* _Problem requirements_:
Reproduce the lines below word for word, starting with the line that contains "Target: eyelash" and ending with the last line.

* _Lines from a pointing dataset_:
## start
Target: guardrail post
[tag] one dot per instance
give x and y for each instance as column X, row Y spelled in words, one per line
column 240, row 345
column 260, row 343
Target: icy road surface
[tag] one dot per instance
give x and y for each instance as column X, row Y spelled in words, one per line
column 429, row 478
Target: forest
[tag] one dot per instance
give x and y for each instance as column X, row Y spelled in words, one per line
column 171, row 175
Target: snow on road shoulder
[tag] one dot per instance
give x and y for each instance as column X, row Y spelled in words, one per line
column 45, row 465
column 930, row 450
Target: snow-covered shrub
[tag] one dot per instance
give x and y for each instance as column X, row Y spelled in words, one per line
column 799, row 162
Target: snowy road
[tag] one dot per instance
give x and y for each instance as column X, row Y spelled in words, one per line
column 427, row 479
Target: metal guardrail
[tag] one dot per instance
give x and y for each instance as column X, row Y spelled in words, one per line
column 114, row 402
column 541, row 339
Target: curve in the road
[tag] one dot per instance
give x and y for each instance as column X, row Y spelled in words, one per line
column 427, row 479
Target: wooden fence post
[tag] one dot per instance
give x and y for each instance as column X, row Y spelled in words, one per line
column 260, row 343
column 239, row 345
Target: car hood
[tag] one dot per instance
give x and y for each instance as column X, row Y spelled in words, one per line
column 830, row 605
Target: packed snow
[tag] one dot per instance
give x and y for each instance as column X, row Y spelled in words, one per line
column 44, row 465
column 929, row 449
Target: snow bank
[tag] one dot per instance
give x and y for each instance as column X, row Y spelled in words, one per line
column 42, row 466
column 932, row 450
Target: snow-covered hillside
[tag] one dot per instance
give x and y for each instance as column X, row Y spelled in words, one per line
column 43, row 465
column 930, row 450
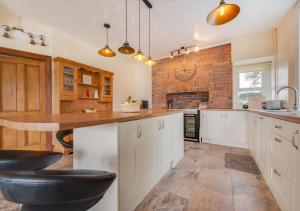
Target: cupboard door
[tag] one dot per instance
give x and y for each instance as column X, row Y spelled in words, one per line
column 215, row 127
column 177, row 135
column 130, row 172
column 235, row 129
column 263, row 146
column 22, row 89
column 165, row 153
column 203, row 127
column 148, row 154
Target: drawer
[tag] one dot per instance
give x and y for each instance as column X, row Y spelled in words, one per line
column 285, row 129
column 283, row 151
column 282, row 188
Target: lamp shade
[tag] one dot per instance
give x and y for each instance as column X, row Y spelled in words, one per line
column 139, row 56
column 107, row 52
column 224, row 13
column 126, row 49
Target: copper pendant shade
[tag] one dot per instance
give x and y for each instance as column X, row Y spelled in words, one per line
column 126, row 49
column 224, row 13
column 139, row 56
column 107, row 51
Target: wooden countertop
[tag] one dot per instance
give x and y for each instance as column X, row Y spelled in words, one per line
column 56, row 122
column 286, row 116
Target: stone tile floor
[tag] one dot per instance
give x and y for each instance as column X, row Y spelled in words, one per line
column 200, row 182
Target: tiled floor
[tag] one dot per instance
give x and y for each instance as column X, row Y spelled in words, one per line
column 200, row 182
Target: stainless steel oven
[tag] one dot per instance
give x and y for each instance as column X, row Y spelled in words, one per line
column 191, row 125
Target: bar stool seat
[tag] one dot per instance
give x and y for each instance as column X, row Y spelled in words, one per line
column 58, row 190
column 27, row 160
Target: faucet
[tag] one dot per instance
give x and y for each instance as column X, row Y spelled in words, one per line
column 296, row 107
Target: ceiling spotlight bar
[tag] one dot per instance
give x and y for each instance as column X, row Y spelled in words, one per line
column 7, row 30
column 184, row 50
column 148, row 4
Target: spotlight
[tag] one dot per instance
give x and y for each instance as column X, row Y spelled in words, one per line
column 172, row 55
column 5, row 29
column 30, row 35
column 42, row 38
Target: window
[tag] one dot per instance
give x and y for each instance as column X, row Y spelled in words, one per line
column 252, row 83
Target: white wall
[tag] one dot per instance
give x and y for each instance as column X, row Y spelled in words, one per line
column 130, row 77
column 252, row 47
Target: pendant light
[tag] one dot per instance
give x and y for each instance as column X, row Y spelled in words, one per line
column 150, row 61
column 107, row 51
column 224, row 13
column 139, row 56
column 126, row 49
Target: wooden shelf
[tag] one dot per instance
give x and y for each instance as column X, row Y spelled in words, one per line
column 88, row 85
column 87, row 98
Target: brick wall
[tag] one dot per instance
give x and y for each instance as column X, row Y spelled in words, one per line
column 207, row 70
column 189, row 100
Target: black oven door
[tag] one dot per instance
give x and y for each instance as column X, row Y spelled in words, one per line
column 191, row 127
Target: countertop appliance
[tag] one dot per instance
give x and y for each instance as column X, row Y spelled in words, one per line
column 191, row 124
column 272, row 105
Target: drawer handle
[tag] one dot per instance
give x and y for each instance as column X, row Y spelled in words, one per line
column 278, row 140
column 278, row 127
column 294, row 141
column 277, row 172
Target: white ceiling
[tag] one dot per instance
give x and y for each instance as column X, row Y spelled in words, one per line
column 175, row 23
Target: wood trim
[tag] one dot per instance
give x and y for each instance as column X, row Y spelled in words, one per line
column 48, row 63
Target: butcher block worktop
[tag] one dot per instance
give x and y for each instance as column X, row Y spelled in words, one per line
column 282, row 115
column 56, row 122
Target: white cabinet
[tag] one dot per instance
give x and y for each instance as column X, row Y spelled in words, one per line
column 253, row 135
column 147, row 148
column 203, row 125
column 263, row 146
column 235, row 129
column 215, row 127
column 130, row 166
column 224, row 128
column 177, row 137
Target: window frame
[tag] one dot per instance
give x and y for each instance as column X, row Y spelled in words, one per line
column 265, row 67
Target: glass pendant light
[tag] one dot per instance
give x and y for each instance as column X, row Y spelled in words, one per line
column 224, row 13
column 107, row 51
column 126, row 49
column 150, row 61
column 139, row 56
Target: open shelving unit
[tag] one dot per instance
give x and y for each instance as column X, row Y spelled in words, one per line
column 74, row 94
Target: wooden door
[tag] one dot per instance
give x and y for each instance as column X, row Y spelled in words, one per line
column 22, row 90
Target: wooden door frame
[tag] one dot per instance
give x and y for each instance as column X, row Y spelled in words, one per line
column 48, row 61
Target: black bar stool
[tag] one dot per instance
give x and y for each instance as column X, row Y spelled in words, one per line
column 61, row 135
column 27, row 160
column 55, row 190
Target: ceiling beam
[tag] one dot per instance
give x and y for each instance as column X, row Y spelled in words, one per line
column 148, row 3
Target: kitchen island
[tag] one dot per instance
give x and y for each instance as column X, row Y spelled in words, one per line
column 139, row 147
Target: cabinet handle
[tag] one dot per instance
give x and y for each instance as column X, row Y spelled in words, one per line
column 277, row 172
column 278, row 127
column 139, row 131
column 278, row 140
column 294, row 140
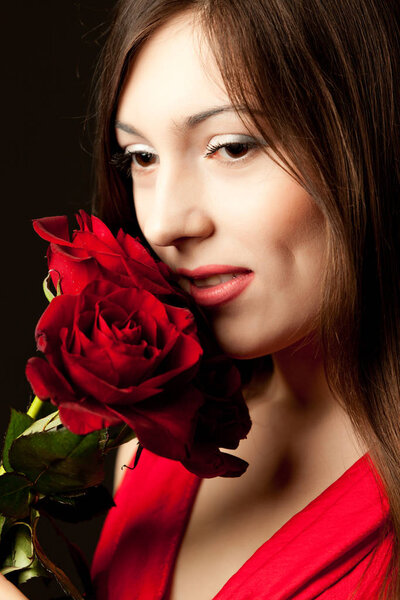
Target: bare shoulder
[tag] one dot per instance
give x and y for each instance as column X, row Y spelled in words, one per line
column 125, row 454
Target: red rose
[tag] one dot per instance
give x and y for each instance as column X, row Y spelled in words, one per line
column 120, row 355
column 94, row 253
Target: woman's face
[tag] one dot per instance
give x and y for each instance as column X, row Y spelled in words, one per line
column 200, row 205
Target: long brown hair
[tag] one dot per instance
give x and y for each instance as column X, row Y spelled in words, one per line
column 324, row 75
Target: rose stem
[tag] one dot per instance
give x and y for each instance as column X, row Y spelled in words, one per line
column 34, row 408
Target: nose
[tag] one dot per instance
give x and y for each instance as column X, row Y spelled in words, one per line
column 177, row 211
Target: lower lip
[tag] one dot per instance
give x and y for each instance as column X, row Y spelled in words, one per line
column 223, row 292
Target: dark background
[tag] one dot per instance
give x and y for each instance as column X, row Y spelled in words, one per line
column 50, row 48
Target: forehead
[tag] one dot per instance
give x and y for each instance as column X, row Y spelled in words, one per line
column 173, row 73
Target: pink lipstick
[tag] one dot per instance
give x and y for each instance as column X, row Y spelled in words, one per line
column 214, row 285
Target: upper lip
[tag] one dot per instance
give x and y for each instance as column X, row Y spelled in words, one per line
column 210, row 270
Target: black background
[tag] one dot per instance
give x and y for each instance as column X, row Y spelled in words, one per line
column 50, row 48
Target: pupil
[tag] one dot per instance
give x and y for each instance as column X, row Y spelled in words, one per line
column 237, row 148
column 144, row 157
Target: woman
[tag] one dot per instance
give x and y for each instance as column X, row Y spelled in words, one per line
column 258, row 141
column 299, row 187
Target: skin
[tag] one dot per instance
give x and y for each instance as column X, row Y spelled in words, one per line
column 196, row 210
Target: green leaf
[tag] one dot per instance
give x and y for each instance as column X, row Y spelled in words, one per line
column 19, row 422
column 14, row 495
column 74, row 508
column 58, row 461
column 64, row 581
column 50, row 422
column 35, row 569
column 113, row 437
column 17, row 549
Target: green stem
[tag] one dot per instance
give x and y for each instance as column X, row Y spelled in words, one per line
column 33, row 412
column 34, row 408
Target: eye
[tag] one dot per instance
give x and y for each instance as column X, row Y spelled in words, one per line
column 235, row 148
column 133, row 161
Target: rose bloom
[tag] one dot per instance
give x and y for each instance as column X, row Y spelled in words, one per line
column 120, row 355
column 94, row 252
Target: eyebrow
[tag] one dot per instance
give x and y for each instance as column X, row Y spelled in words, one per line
column 189, row 122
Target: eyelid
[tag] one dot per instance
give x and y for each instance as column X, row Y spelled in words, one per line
column 139, row 148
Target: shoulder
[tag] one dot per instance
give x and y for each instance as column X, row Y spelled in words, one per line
column 125, row 455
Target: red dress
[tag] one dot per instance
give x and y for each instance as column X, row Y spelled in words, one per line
column 321, row 552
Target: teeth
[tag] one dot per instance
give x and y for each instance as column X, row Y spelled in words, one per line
column 214, row 280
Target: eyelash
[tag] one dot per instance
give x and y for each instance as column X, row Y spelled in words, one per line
column 123, row 160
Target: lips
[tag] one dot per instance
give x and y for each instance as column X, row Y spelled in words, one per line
column 214, row 285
## end
* _The answer_:
Target: eyelash
[tag] one dot per instance
give x and y for each instance as column X, row Y spelled in words, one per line
column 123, row 160
Target: lips
[tag] one dot per instance
give x and y for each instance as column X, row Y spelled in words, one per line
column 214, row 285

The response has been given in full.